- [Objective 1]
Translate this sentence from the fair value disclosure into Spanish: "The investment in Polytronics was acquired as part of the Heinrich Industrie AG acquisition (“Heinrich”)."
- [Objective 2]
From the fair value disclosure, extract the passage from "Under SFAS 157, fair" to "January 1, 2008.".

- [Text]
>>>>>

Under SFAS 157, fair value measurements are disclosed by level within that hierarchy, with the highest priority assigned to quoted prices in active markets for identical assets or liabilities (Level 1), the next priority using observable prices that are based on inputs not quoted on active markets, but corroborated by market data (Level 2) and the lowest priority assigned to unobservable inputs (Level 3). SFAS 157 must be applied prospectively beginning January 1, 2008.
Securities Available for Sale
Included in the Company’s investments are shares of Polytronics Technology Corporation Ltd. (“Polytronics”), a Taiwanese company whose shares are traded on the Taiwan Stock Exchange, and which is designated as a Level 1 financial instrument under SFAS 157. The investment in Polytronics was acquired as part of the Heinrich Industrie AG acquisition (“Heinrich”). The Company’s shares held represent approximately 8.2% of total Polytronics shares outstanding at September 27, 2008 and December 29, 2007.
The fair value of this investment was $4.7 million at September 27, 2008 and $6.5 million at December 29, 2007, based on the quoted market price at the close of business corresponding to each date. Unrealized gains (losses), net of taxes related to this investment are included in other comprehensive income. The remaining movement in the fair value of this investment is due to the impact of changes in exchange rates, which is included as a component of the currency translation adjustments in other comprehensive income. At September 27, 2008, the Company’s investment in Polytronics had a fair value below its historical cost. However, at September 27, 2008, management did not believe the decline in market value incurred during the third quarter of 2008 to be other than temporary. Management will closely monitor the fair value of the investment during the fourth quarter of 2008 and should the fair value not exceed historical cost at the end of the fiscal year 2008, management will reconsider whether such decline in market value is other than temporary at that time.

<<<<<

- [Listing]
>>>>>

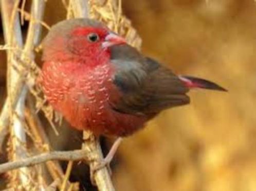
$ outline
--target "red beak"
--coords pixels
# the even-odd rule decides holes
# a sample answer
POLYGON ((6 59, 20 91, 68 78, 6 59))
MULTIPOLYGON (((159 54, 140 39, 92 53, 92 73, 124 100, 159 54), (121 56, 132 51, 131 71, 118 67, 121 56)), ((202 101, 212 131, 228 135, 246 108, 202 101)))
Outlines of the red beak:
POLYGON ((105 41, 102 43, 102 48, 106 48, 113 45, 126 43, 125 39, 118 34, 110 32, 105 37, 105 41))

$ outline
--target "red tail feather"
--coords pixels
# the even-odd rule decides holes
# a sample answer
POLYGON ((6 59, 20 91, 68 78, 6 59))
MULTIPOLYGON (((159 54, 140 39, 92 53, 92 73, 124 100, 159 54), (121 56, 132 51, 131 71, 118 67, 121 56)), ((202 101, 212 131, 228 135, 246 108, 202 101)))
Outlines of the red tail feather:
POLYGON ((179 76, 179 78, 182 81, 185 86, 189 88, 203 88, 227 92, 227 90, 218 84, 207 80, 192 76, 179 76))

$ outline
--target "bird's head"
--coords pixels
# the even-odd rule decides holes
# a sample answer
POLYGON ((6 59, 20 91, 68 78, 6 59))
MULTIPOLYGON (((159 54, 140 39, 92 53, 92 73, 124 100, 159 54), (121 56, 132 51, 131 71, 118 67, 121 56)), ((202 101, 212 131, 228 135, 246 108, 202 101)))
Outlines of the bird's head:
POLYGON ((123 38, 98 22, 67 20, 53 26, 44 40, 43 59, 101 62, 110 57, 109 47, 124 43, 123 38))

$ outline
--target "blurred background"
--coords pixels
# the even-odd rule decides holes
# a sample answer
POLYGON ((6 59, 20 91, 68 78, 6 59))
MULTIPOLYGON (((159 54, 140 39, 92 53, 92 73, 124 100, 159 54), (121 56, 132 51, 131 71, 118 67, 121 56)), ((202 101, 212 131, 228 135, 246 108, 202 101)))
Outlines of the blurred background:
MULTIPOLYGON (((49 25, 65 18, 65 10, 56 9, 61 2, 47 2, 49 25)), ((177 74, 207 78, 229 92, 192 91, 190 105, 162 112, 125 138, 112 164, 117 190, 256 190, 256 2, 122 2, 144 54, 177 74)), ((5 64, 0 67, 4 89, 5 64)), ((80 145, 70 143, 76 139, 68 128, 62 130, 66 133, 59 138, 49 133, 56 149, 80 145)), ((112 142, 102 143, 106 153, 112 142)), ((83 171, 75 168, 71 179, 82 180, 77 177, 85 176, 83 171)), ((86 190, 95 190, 87 182, 86 190)))

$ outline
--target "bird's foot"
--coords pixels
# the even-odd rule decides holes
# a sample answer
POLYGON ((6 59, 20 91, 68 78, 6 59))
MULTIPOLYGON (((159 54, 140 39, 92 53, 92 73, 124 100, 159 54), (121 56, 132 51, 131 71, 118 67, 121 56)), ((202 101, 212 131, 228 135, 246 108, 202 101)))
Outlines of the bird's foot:
POLYGON ((119 137, 117 140, 115 141, 113 145, 111 147, 108 153, 107 154, 106 157, 105 157, 103 159, 101 160, 100 161, 98 162, 98 163, 96 164, 94 166, 92 166, 90 168, 90 175, 91 175, 91 180, 94 180, 93 177, 94 177, 95 173, 98 170, 104 168, 105 167, 107 167, 108 173, 111 175, 112 175, 112 171, 110 168, 109 164, 112 161, 113 159, 114 156, 116 153, 117 148, 118 148, 118 146, 119 146, 122 138, 121 137, 119 137))

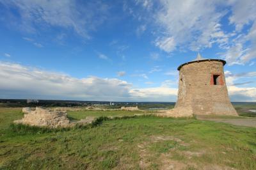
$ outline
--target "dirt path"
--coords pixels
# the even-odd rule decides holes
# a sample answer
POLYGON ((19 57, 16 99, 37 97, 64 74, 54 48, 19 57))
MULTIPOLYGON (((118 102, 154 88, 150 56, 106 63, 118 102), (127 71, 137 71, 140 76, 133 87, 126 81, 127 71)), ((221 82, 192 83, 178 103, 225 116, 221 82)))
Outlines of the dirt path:
POLYGON ((196 118, 200 120, 210 120, 216 122, 228 123, 234 125, 256 127, 256 118, 248 117, 225 117, 218 116, 197 115, 196 118))

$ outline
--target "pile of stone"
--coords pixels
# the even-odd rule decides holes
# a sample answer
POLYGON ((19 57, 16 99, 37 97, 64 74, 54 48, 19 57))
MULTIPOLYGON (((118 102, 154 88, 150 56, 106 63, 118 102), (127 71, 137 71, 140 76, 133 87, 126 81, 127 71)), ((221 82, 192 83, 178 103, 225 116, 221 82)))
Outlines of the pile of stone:
POLYGON ((156 114, 158 116, 161 117, 172 117, 172 118, 182 118, 182 117, 193 117, 193 113, 192 109, 186 108, 174 108, 173 109, 168 109, 159 111, 156 114))
POLYGON ((138 106, 136 107, 121 107, 122 111, 140 111, 138 106))
POLYGON ((15 123, 51 128, 67 127, 71 125, 66 112, 38 107, 35 110, 24 107, 22 108, 22 112, 25 113, 24 117, 22 120, 15 121, 15 123))

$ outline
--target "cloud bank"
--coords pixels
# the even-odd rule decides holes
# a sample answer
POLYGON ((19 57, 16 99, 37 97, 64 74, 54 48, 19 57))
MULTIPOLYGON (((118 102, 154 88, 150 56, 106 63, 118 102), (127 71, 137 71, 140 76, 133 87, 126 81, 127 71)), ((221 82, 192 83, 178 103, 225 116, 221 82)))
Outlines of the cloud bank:
MULTIPOLYGON (((252 72, 244 76, 255 75, 252 72)), ((0 82, 1 98, 175 102, 177 94, 177 89, 172 88, 175 82, 171 81, 163 82, 159 87, 138 88, 118 79, 93 76, 77 79, 64 73, 6 62, 0 62, 0 82)), ((230 82, 227 80, 227 84, 230 82)), ((239 88, 231 84, 228 89, 232 101, 256 101, 255 88, 239 88)))
POLYGON ((0 98, 104 101, 175 101, 177 89, 134 89, 118 79, 77 79, 19 64, 0 62, 0 98))

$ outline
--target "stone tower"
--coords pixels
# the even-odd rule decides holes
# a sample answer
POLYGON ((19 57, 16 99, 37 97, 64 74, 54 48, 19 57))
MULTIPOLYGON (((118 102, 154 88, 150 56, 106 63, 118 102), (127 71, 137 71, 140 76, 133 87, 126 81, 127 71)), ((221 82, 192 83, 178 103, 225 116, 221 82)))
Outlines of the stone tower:
POLYGON ((237 116, 228 98, 221 59, 196 59, 178 67, 178 99, 173 111, 177 114, 237 116))

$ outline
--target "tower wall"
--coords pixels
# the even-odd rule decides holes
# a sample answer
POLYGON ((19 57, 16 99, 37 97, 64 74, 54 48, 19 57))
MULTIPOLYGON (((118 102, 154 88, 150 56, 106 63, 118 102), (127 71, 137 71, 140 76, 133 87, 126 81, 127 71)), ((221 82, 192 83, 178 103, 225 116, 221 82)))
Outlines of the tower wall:
POLYGON ((237 115, 229 100, 221 61, 191 62, 179 69, 175 109, 185 109, 195 114, 237 115), (219 85, 214 84, 213 75, 220 75, 219 85))

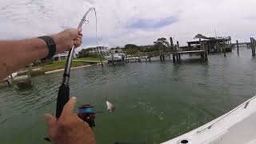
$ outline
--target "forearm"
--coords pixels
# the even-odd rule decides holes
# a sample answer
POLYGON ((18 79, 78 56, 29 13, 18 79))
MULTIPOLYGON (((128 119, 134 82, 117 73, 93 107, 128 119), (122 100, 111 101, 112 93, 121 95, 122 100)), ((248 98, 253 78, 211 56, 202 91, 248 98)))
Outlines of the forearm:
MULTIPOLYGON (((60 36, 55 34, 52 38, 57 44, 56 52, 59 53, 62 51, 60 36)), ((0 78, 47 54, 46 43, 40 38, 0 42, 0 78)))

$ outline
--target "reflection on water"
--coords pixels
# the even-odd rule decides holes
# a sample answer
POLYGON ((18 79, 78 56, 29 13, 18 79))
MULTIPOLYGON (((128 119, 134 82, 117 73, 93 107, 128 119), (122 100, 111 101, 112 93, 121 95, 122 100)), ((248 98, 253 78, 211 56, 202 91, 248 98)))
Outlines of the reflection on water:
MULTIPOLYGON (((96 116, 98 143, 164 142, 254 95, 256 60, 250 50, 241 50, 239 57, 209 55, 208 62, 191 58, 176 64, 158 61, 72 70, 70 93, 78 97, 77 106, 90 103, 104 110, 96 116), (104 97, 115 106, 114 113, 106 112, 104 97)), ((62 75, 34 78, 27 90, 0 90, 0 142, 46 143, 43 114, 55 111, 62 75)))

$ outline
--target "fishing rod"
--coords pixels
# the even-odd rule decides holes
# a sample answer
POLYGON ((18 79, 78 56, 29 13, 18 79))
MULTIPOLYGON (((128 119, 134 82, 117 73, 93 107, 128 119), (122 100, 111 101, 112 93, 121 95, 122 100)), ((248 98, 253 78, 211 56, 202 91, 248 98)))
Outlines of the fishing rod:
MULTIPOLYGON (((90 8, 86 13, 83 15, 78 29, 82 28, 83 23, 88 22, 88 20, 86 20, 86 16, 90 11, 94 11, 95 16, 96 16, 96 10, 95 8, 91 7, 90 8)), ((96 17, 96 37, 97 37, 97 17, 96 17)), ((74 57, 74 46, 72 46, 71 50, 69 51, 69 54, 67 57, 64 74, 63 74, 63 79, 62 82, 61 84, 61 86, 58 90, 58 98, 57 98, 57 106, 56 106, 56 118, 58 118, 62 112, 63 107, 65 104, 69 101, 70 99, 70 68, 72 64, 72 59, 74 57)), ((91 111, 94 112, 94 111, 91 111)))

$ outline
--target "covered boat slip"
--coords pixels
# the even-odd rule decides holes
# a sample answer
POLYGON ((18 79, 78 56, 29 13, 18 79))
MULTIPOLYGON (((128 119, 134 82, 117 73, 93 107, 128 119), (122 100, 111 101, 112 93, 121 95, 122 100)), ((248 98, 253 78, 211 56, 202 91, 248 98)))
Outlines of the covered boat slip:
POLYGON ((231 111, 162 144, 256 144, 256 96, 231 111))

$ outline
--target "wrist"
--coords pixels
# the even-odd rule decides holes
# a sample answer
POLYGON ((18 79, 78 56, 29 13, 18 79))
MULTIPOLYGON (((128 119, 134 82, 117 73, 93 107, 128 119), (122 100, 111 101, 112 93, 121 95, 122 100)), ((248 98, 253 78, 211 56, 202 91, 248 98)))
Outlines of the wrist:
POLYGON ((62 50, 61 48, 62 47, 62 38, 61 35, 59 34, 54 34, 50 36, 55 42, 56 43, 56 54, 63 52, 64 50, 62 50))

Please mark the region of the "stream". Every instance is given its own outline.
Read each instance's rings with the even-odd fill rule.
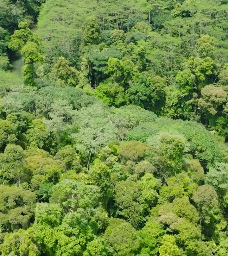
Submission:
[[[36,23],[31,28],[31,31],[34,32],[37,30]],[[22,56],[18,52],[12,52],[10,55],[10,64],[12,66],[12,72],[15,72],[20,77],[21,77],[21,68],[24,66]]]

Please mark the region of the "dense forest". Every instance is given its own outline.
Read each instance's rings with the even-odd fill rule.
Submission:
[[[2,256],[227,256],[227,142],[228,0],[0,0]]]

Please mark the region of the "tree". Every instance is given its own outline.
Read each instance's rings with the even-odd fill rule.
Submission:
[[[164,235],[159,248],[161,256],[179,256],[181,251],[176,244],[175,238],[171,235]]]
[[[32,221],[36,196],[20,187],[0,187],[0,224],[3,232],[26,229]]]
[[[69,62],[64,57],[59,58],[53,67],[53,71],[57,78],[57,82],[61,86],[75,86],[78,83],[78,72],[69,65]]]
[[[84,22],[82,28],[82,40],[85,44],[97,44],[101,38],[101,30],[97,19],[89,18]]]
[[[148,151],[148,159],[156,167],[160,177],[170,177],[180,171],[185,147],[183,136],[161,133],[148,141],[151,146]]]
[[[120,219],[110,219],[104,238],[117,256],[134,255],[140,248],[140,239],[135,230]]]
[[[4,153],[0,155],[1,176],[9,183],[17,183],[27,181],[30,179],[30,174],[25,168],[23,149],[20,146],[8,144]]]

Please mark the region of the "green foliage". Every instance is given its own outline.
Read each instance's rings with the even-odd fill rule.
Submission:
[[[141,241],[136,231],[123,220],[111,219],[104,237],[117,256],[134,255],[140,248]]]
[[[34,216],[35,193],[16,186],[2,186],[0,190],[0,224],[2,231],[28,227]]]
[[[0,1],[0,254],[227,255],[227,3]]]

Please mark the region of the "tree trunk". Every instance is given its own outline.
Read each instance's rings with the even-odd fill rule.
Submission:
[[[89,153],[89,160],[88,160],[88,163],[87,164],[87,168],[89,168],[89,162],[90,161],[90,158],[91,157],[91,155],[92,154],[92,151],[90,150],[90,153]]]

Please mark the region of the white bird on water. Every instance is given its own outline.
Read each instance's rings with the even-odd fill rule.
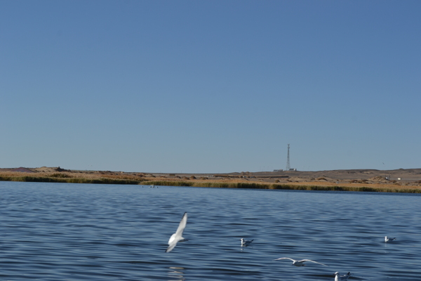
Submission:
[[[338,272],[335,273],[335,281],[347,281],[351,276],[351,273],[348,273],[345,275],[340,276]]]
[[[178,225],[178,228],[177,228],[177,231],[175,233],[173,234],[168,240],[168,247],[165,251],[166,253],[171,251],[177,245],[177,243],[179,242],[188,241],[187,239],[185,239],[182,237],[182,232],[184,229],[186,228],[186,224],[187,223],[187,212],[186,211],[184,215],[182,215],[182,218],[181,218],[181,221]]]
[[[249,246],[252,242],[254,241],[254,239],[252,240],[245,240],[244,238],[240,239],[241,240],[241,247],[247,247]]]
[[[387,236],[385,236],[385,242],[392,242],[395,239],[396,239],[396,238],[390,238],[390,237],[388,237]]]
[[[289,260],[291,260],[291,261],[293,261],[293,266],[305,266],[305,264],[304,264],[304,263],[305,261],[311,261],[312,263],[316,263],[321,264],[322,266],[326,266],[326,264],[318,263],[317,261],[312,261],[311,259],[302,259],[301,261],[295,261],[295,259],[290,259],[290,258],[280,258],[280,259],[275,259],[275,261],[279,261],[280,259],[289,259]]]

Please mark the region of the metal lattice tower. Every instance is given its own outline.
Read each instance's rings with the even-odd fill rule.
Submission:
[[[288,144],[288,156],[286,157],[286,171],[289,171],[289,143]]]

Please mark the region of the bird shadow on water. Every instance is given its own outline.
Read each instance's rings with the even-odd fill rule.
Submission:
[[[185,268],[180,266],[170,266],[168,268],[168,281],[183,281],[185,280],[184,277],[184,270]]]

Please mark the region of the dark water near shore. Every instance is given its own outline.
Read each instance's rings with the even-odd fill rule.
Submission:
[[[420,195],[0,182],[0,219],[1,280],[421,280]]]

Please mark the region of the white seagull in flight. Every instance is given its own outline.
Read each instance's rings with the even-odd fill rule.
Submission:
[[[295,261],[295,259],[290,259],[290,258],[280,258],[280,259],[275,259],[275,261],[279,261],[280,259],[289,259],[289,260],[291,260],[291,261],[293,261],[293,266],[305,266],[305,264],[304,264],[304,263],[305,261],[311,261],[312,263],[316,263],[321,264],[322,266],[326,266],[326,264],[318,263],[317,261],[312,261],[311,259],[302,259],[301,261]]]
[[[351,276],[350,273],[348,273],[345,274],[345,275],[340,276],[339,273],[335,272],[335,281],[347,281],[348,280],[348,278],[349,278],[349,276]]]
[[[388,237],[387,236],[385,236],[385,242],[392,242],[395,239],[396,239],[396,238],[390,238],[390,237]]]
[[[188,241],[187,239],[183,238],[182,232],[184,229],[186,228],[186,224],[187,223],[187,212],[185,212],[184,215],[182,215],[182,218],[181,218],[181,221],[180,222],[180,225],[178,225],[178,228],[177,228],[177,231],[175,233],[173,234],[168,240],[168,247],[165,251],[166,253],[168,253],[171,251],[177,245],[177,243],[179,242]]]
[[[245,240],[244,238],[241,238],[240,240],[241,240],[241,247],[247,247],[253,242],[254,239],[253,240]]]

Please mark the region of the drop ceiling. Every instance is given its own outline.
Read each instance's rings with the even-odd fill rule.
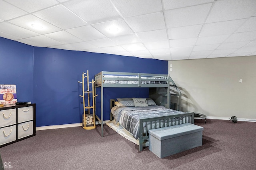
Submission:
[[[256,0],[0,0],[0,37],[166,61],[256,55]]]

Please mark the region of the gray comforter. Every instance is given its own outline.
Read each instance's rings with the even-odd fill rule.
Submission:
[[[168,109],[163,106],[157,105],[148,107],[120,106],[117,107],[112,111],[116,122],[119,122],[119,124],[132,133],[133,137],[136,139],[139,136],[140,119],[184,113],[182,111]],[[166,126],[166,123],[161,122],[161,127],[159,127],[159,125],[158,126],[158,123],[154,123],[156,125],[153,125],[152,123],[152,129]],[[146,123],[143,126],[146,126]],[[148,125],[148,130],[150,129],[151,127],[151,126],[149,126]]]

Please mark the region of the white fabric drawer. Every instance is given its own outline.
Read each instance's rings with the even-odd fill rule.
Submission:
[[[16,140],[16,125],[0,129],[0,145]]]
[[[33,121],[24,123],[18,125],[18,139],[33,135]]]
[[[16,109],[0,111],[0,127],[16,124]]]
[[[26,107],[18,109],[18,123],[33,120],[33,107]]]

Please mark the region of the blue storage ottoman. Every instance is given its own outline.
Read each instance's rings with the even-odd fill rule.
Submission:
[[[162,158],[202,146],[203,130],[190,123],[150,130],[148,149]]]

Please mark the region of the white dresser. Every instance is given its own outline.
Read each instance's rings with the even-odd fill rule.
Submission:
[[[0,107],[0,148],[36,135],[36,104]]]

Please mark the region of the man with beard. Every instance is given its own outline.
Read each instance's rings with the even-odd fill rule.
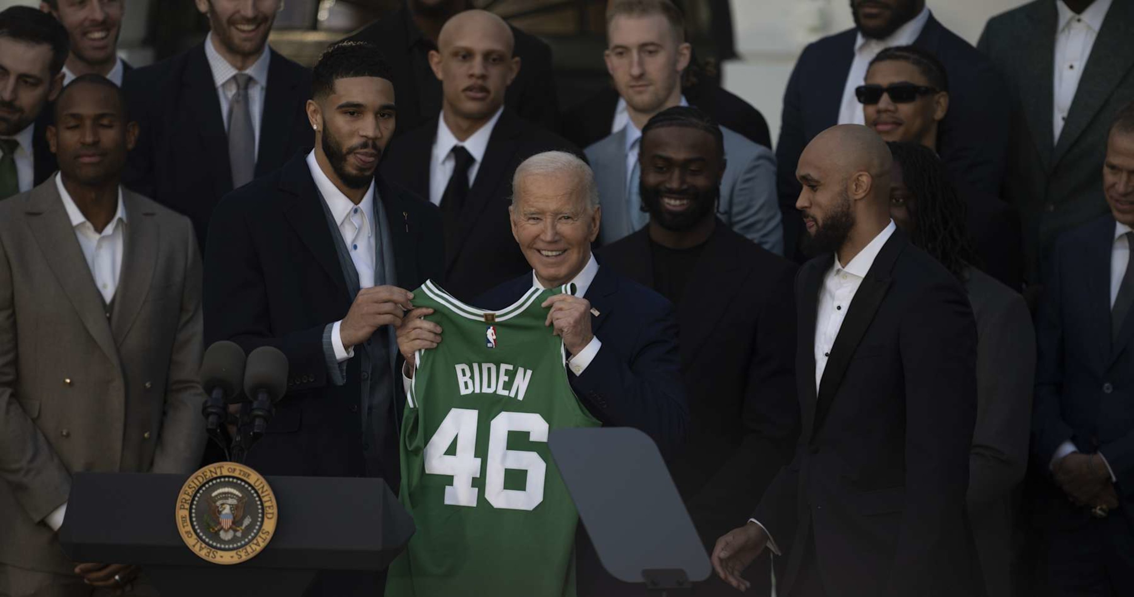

<<<<<

- [Solution 1]
La inversión en Polytronics se adquirió como parte de la adquisición de Heinrich Industrie AG («Heinrich»).

- [Solution 2]
Under SFAS 157, fair value measurements are disclosed by level within that hierarchy, with the highest priority assigned to quoted prices in active markets for identical assets or liabilities (Level 1), the next priority using observable prices that are based on inputs not quoted on active markets, but corroborated by market data (Level 2) and the lowest priority assigned to unobservable inputs (Level 3). SFAS 157 must be applied prospectively beginning January 1, 2008.